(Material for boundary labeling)

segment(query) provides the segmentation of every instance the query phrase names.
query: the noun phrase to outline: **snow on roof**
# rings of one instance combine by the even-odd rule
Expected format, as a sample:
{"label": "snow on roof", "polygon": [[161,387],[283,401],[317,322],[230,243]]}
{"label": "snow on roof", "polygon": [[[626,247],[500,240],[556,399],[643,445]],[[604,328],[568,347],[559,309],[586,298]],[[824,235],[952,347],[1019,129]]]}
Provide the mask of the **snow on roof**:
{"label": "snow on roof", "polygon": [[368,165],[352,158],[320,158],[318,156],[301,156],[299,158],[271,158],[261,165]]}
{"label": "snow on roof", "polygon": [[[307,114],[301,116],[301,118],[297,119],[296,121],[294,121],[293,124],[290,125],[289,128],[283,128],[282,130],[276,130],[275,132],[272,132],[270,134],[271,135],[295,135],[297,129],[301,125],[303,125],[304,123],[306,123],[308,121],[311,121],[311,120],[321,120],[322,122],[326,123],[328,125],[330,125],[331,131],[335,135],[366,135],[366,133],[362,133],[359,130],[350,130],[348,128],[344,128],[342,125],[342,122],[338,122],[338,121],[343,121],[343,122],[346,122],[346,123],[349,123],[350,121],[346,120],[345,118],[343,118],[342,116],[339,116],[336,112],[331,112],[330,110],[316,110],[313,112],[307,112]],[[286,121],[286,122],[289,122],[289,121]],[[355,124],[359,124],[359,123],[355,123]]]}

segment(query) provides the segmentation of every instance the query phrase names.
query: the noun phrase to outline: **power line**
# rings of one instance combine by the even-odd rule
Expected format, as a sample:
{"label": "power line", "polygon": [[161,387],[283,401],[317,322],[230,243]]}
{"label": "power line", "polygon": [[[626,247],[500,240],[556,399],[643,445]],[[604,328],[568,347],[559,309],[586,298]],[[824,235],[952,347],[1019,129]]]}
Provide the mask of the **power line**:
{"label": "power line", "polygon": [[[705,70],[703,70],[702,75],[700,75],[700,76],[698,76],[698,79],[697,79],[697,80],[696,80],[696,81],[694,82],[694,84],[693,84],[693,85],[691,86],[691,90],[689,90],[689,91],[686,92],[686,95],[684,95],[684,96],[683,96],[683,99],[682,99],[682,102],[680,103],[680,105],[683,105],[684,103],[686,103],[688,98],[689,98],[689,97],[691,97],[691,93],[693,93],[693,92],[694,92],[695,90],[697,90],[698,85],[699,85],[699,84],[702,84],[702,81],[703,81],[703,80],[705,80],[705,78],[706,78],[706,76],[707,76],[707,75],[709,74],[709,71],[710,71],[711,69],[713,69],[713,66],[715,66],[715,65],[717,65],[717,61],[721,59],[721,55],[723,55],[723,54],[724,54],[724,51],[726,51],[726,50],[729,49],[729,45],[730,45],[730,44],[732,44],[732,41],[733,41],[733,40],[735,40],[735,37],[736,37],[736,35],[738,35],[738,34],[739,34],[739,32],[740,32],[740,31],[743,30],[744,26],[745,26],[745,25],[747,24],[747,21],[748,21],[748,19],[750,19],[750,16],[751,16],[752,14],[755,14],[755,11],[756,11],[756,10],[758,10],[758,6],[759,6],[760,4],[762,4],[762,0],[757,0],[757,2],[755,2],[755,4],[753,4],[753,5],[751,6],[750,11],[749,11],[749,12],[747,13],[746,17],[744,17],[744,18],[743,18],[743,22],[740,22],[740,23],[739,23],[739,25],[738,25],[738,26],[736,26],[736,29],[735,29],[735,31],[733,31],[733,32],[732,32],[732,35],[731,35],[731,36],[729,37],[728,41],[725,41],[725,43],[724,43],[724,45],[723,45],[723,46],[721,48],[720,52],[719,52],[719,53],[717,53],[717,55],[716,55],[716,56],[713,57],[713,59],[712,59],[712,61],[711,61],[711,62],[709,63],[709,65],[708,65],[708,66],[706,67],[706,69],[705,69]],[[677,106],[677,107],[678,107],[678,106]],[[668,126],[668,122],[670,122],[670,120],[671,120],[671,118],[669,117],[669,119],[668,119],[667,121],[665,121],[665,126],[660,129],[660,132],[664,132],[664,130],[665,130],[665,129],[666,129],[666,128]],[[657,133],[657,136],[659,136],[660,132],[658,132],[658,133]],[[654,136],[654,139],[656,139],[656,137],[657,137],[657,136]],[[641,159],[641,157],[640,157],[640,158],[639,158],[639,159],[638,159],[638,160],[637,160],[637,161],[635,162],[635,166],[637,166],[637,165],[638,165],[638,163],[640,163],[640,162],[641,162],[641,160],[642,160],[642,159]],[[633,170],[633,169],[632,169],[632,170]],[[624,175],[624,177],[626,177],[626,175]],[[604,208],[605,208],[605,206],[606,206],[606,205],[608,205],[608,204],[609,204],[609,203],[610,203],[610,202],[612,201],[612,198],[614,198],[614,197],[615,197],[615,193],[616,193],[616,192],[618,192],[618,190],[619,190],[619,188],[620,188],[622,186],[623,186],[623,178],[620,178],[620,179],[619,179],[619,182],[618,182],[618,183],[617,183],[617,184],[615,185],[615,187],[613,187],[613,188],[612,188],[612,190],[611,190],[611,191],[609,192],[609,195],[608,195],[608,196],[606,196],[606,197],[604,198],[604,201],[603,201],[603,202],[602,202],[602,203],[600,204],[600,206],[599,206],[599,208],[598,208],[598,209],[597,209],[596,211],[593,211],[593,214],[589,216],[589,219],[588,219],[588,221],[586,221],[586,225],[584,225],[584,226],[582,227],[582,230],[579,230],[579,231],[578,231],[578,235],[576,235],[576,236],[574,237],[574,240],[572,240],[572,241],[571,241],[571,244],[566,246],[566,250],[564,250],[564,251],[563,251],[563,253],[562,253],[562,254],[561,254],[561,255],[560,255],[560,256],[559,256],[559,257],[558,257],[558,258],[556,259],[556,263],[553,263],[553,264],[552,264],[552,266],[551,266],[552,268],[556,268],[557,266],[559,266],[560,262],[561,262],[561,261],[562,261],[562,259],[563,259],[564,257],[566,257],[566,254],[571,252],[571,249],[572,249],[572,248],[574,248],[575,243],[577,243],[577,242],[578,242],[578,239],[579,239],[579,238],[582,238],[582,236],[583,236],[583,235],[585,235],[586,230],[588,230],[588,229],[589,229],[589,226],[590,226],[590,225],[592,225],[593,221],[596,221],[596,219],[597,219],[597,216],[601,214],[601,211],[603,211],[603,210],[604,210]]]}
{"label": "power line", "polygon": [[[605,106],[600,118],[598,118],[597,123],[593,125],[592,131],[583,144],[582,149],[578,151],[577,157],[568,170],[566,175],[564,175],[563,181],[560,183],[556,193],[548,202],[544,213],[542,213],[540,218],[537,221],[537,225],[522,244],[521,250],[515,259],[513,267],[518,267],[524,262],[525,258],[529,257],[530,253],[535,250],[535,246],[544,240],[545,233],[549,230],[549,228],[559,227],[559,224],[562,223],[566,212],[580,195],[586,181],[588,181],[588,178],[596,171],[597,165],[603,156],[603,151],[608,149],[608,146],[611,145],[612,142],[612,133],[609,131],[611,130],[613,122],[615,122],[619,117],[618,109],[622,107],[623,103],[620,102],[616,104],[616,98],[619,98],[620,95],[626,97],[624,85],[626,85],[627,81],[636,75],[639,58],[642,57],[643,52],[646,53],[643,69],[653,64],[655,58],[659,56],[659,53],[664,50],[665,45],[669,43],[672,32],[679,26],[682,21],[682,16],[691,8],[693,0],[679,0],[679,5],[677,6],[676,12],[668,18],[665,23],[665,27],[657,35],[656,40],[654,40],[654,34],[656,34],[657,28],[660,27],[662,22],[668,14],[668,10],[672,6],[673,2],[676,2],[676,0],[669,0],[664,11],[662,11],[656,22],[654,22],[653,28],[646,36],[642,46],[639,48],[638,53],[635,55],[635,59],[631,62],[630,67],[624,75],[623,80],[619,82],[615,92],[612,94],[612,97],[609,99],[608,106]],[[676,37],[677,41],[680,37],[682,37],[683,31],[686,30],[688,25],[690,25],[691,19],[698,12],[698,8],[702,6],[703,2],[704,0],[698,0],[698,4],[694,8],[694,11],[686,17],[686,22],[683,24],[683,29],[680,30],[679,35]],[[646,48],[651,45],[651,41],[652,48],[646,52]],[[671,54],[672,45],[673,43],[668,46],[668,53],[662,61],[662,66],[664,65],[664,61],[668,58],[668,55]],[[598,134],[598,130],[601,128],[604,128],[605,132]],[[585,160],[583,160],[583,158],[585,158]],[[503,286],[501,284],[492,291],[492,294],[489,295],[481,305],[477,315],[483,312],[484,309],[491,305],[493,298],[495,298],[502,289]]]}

...

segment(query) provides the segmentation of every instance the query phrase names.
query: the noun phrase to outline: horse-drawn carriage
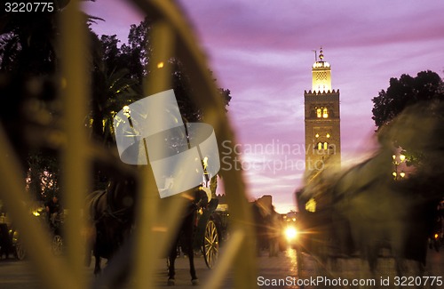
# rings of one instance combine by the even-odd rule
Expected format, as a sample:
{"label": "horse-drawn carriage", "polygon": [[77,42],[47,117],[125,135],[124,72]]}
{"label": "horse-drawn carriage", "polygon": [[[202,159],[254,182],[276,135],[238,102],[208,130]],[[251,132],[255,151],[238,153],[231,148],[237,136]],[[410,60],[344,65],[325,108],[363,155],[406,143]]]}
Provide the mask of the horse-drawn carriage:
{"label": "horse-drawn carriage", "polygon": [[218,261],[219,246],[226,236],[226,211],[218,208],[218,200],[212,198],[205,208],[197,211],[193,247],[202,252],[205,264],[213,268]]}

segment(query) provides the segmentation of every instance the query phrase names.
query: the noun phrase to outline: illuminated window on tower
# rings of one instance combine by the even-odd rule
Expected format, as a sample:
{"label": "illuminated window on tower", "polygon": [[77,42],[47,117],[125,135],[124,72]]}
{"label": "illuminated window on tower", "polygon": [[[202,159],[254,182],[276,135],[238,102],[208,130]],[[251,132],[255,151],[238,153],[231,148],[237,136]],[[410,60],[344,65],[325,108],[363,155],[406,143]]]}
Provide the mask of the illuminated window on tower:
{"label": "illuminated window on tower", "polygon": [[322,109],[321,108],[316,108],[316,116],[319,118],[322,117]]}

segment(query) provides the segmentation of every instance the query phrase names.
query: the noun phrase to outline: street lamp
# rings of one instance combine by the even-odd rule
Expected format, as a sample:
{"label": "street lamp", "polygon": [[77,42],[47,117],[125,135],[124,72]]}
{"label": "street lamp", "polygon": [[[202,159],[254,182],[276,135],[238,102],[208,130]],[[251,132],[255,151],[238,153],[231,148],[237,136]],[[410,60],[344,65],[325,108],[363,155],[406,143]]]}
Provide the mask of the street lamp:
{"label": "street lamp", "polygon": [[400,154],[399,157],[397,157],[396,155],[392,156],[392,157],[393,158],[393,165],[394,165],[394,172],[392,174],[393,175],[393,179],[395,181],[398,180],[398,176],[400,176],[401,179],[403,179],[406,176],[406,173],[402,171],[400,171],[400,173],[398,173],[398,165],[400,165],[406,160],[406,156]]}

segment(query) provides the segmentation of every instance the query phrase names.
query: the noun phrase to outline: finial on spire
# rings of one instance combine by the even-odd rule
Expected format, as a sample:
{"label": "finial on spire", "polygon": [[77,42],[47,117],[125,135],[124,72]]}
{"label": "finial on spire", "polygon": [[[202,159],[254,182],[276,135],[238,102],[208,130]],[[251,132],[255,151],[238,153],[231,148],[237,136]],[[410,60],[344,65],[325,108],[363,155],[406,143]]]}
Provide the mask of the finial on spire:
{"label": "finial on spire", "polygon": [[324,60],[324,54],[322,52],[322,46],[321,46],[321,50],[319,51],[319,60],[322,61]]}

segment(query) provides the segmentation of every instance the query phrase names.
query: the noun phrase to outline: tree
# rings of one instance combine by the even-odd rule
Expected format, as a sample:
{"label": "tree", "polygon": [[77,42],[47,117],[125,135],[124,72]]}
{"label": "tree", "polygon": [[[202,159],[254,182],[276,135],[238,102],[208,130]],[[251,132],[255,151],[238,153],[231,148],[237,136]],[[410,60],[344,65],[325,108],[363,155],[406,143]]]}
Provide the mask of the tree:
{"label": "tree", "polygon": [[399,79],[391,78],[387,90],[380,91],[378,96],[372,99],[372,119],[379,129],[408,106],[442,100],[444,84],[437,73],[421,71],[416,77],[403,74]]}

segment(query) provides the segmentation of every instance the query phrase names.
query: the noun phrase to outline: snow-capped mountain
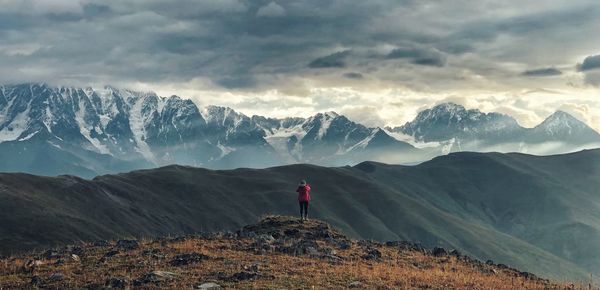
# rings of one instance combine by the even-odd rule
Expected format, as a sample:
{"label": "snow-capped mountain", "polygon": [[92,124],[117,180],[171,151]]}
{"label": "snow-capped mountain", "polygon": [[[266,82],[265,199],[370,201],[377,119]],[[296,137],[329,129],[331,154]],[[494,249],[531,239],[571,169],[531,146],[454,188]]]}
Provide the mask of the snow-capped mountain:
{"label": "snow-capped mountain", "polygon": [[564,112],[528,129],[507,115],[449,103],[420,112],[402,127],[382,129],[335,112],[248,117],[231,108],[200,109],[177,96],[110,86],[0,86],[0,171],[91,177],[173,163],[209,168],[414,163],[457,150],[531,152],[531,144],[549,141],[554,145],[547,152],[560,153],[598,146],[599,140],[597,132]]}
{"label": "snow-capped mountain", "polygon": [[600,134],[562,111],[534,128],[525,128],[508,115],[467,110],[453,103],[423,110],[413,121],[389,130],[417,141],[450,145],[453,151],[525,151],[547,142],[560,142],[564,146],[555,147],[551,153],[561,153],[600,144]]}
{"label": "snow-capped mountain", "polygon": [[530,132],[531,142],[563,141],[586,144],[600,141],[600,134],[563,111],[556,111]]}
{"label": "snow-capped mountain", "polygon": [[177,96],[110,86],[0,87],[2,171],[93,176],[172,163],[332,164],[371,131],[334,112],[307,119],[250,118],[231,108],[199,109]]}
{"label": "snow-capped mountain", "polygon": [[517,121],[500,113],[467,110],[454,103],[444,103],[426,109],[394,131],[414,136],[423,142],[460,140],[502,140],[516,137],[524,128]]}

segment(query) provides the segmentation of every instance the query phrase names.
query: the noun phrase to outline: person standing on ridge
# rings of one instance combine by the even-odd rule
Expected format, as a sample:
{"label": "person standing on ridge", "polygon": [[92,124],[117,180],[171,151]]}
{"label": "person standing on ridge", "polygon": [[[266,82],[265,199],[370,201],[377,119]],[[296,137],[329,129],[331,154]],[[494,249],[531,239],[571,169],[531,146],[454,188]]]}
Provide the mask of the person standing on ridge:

## Task brief
Pull out every line of the material above that contains the string "drawn", treating uppercase and lowercase as different.

## Result of the exercise
query: the noun phrase to outline: horse-drawn carriage
{"label": "horse-drawn carriage", "polygon": [[77,42],[47,117],[125,135],[124,72]]}
{"label": "horse-drawn carriage", "polygon": [[[202,159],[254,182],[276,135],[238,102],[208,130]],[[251,132],[255,151],[238,153],[231,148],[237,136]],[[410,60],[344,65],[325,108],[363,155],[406,143]]]}
Provide the mask of the horse-drawn carriage:
{"label": "horse-drawn carriage", "polygon": [[218,261],[219,246],[226,236],[226,211],[218,208],[218,200],[212,198],[205,208],[197,211],[193,247],[202,252],[205,264],[213,268]]}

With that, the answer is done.